## What to work on
In the forum post about sending many requests at once and writing the results to Excel, what name does the script give to the worksheet it adds?

## Passage
■ ■ ■ ■ ■

Skip to content
Advertisement

making multiple request at the same time with the module requests and print the output on excel(python)

Hi this is quite a complicated question From this script:

workbook = xlsxwriter.Workbook("test.xlsx")
worksheet = workbook.add_worksheet("Stocks")

stock=[here goes a list of 2000+ stock tickers as strings]
sector = []
peg_ratio = []
foward_eps = []
for idx in range(len(stock)):
   url_profile='https://finance.yahoo.com/quote/{}/profile?p={}'
   headers = {"User-Agent": "Mozilla/5.0 (Windows NT 10.0; Win64; x64) AppleWebKit/537.36 (KHTML, like Gecko) Chrome/70.0.3538.77 Safari/537.36"}
   response =requests.get(url_profile.format(stock[idx],stock[idx]),headers=headers)
   soup = BeautifulSoup(response.text,'html.parser')
   pattern = re.compile(r's--sDatas--s')
   script_data = soup.find('script',text=pattern).contents[0]
   start = script_data.find("context")-2
   json_data=json.loads(script_data[start:-12])

    try:
        sector.append(json_data['context']['dispatcher']['stores']['QuoteSummaryStore']['assetProfile']['industry'])
    except:
        sector.append("Error")

   url_stats = 'https://finance.yahoo.com/quote/{}/key-statistics?p={}'
   headers = {"User-Agent": "Mozilla/5.0 (Windows NT 10.0; Win64; x64) AppleWebKit/537.36 (KHTML, like Gecko) Chrome/70.0.3538.77 Safari/537.36"}
   response = requests.get(url_stats.format(stock[idx], stock[idx]), headers=headers)
   soup = BeautifulSoup(response.text, 'html.parser')
   pattern = re.compile(r's--sDatas--s')
   script_data = soup.find('script', text=pattern).contents[0]
   start = script_data.find("context") - 2
   json_data = json.loads(script_data[start:-12])
    try:
        peg_ratio.append(
            json_data['context']['dispatcher']['stores']['QuoteSummaryStore']['defaultKeyStatistics']['pegRatio'][
                'fmt'])

■ ■ ■ ■ ■

## Extracted material

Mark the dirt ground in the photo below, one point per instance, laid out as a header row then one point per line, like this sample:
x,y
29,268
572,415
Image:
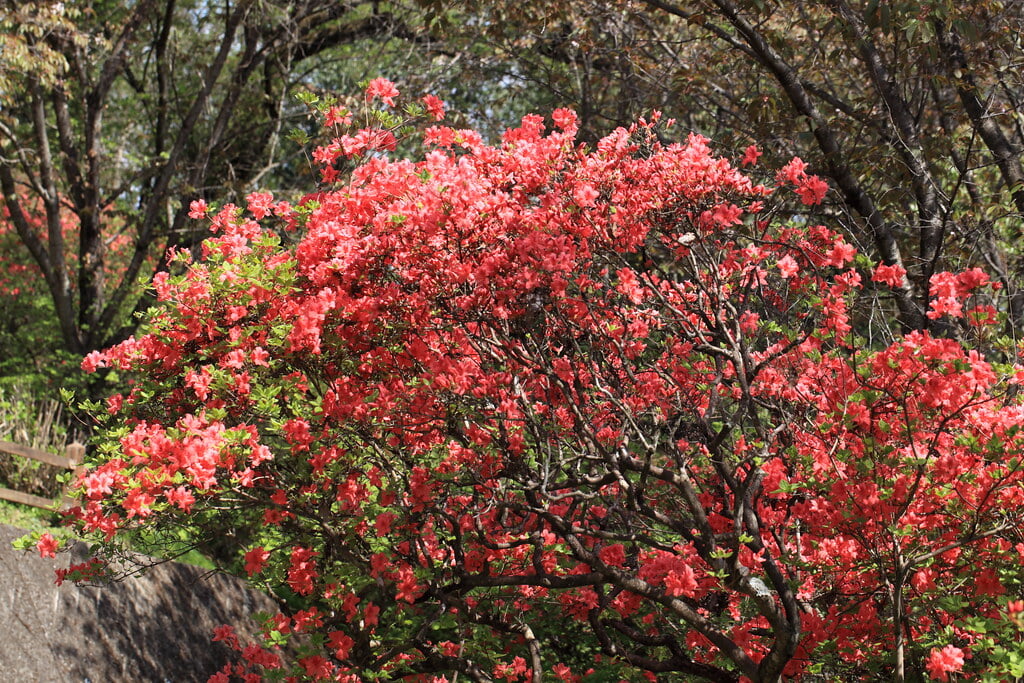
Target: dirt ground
x,y
154,628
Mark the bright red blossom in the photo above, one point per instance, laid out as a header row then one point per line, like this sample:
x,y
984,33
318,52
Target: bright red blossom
x,y
546,384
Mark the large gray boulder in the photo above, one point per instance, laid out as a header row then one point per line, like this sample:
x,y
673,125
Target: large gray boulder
x,y
157,627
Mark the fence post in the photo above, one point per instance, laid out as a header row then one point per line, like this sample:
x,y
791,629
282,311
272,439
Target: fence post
x,y
75,453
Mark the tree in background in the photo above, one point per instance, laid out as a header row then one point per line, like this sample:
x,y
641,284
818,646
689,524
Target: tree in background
x,y
113,112
540,411
912,112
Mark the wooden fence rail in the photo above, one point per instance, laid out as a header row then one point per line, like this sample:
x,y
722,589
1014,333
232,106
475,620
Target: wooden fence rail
x,y
74,454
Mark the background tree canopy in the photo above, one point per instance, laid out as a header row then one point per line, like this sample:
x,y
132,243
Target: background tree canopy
x,y
116,116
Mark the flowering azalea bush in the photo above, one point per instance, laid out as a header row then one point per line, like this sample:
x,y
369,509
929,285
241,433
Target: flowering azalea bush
x,y
540,412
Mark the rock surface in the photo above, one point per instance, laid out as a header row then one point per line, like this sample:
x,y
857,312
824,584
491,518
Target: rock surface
x,y
153,628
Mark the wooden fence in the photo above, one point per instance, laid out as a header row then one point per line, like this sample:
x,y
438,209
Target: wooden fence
x,y
74,454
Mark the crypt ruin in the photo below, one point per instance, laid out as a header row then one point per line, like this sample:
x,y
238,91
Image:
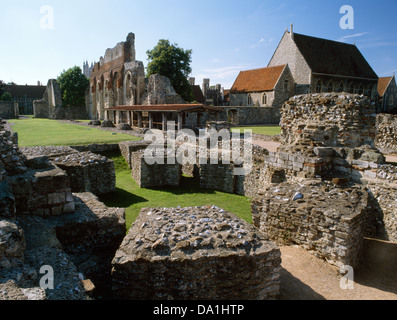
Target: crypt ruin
x,y
326,189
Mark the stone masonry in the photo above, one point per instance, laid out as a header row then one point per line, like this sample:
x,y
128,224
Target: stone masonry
x,y
198,253
386,126
330,139
327,221
42,224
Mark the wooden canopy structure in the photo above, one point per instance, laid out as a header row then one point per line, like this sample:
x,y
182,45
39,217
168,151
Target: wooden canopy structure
x,y
158,116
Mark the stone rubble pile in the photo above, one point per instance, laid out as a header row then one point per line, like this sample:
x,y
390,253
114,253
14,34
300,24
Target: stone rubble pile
x,y
195,253
44,225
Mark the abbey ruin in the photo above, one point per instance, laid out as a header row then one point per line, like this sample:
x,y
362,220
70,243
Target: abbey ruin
x,y
326,189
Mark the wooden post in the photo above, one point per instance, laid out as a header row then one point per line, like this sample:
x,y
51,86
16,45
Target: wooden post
x,y
150,120
164,118
139,119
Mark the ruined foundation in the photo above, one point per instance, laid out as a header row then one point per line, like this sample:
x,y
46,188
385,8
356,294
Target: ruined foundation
x,y
199,253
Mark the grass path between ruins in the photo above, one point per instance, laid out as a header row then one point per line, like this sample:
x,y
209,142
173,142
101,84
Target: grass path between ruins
x,y
130,196
263,130
44,132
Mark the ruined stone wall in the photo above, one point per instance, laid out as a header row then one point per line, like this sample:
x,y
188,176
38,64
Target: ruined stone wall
x,y
332,137
43,224
195,253
250,115
386,131
154,175
328,120
8,110
160,91
87,172
327,221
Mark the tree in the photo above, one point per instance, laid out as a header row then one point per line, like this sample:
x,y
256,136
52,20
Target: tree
x,y
73,85
6,96
173,62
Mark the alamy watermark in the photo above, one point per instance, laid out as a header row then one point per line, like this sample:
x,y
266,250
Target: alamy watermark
x,y
47,280
347,21
184,147
47,17
347,281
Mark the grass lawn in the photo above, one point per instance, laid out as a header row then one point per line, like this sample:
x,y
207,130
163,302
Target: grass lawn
x,y
41,132
267,131
44,132
128,195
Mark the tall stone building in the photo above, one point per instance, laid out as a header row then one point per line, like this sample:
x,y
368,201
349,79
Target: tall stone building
x,y
320,65
387,90
117,79
87,69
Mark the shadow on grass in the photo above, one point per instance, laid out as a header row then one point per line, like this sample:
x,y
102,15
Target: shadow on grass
x,y
188,185
121,199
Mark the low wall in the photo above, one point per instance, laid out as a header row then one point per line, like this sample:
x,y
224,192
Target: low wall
x,y
250,115
327,221
386,127
198,253
9,110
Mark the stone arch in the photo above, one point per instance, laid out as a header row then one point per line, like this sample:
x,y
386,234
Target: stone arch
x,y
115,78
368,90
233,116
360,89
318,86
350,88
329,87
340,87
249,100
264,99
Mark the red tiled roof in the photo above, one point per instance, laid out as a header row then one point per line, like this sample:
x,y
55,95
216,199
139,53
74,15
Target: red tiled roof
x,y
383,83
257,80
165,108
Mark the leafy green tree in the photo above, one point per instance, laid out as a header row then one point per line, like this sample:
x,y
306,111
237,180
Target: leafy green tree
x,y
73,85
173,62
6,96
2,86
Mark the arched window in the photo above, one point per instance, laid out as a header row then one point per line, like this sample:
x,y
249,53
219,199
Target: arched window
x,y
318,86
264,99
360,89
351,88
368,91
330,87
340,87
128,93
249,102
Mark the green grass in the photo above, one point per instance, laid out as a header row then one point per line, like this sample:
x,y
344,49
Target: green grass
x,y
267,131
130,196
41,132
44,132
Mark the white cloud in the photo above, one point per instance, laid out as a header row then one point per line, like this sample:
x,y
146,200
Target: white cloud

■ ■ ■ ■ ■

## Complete response
Stocks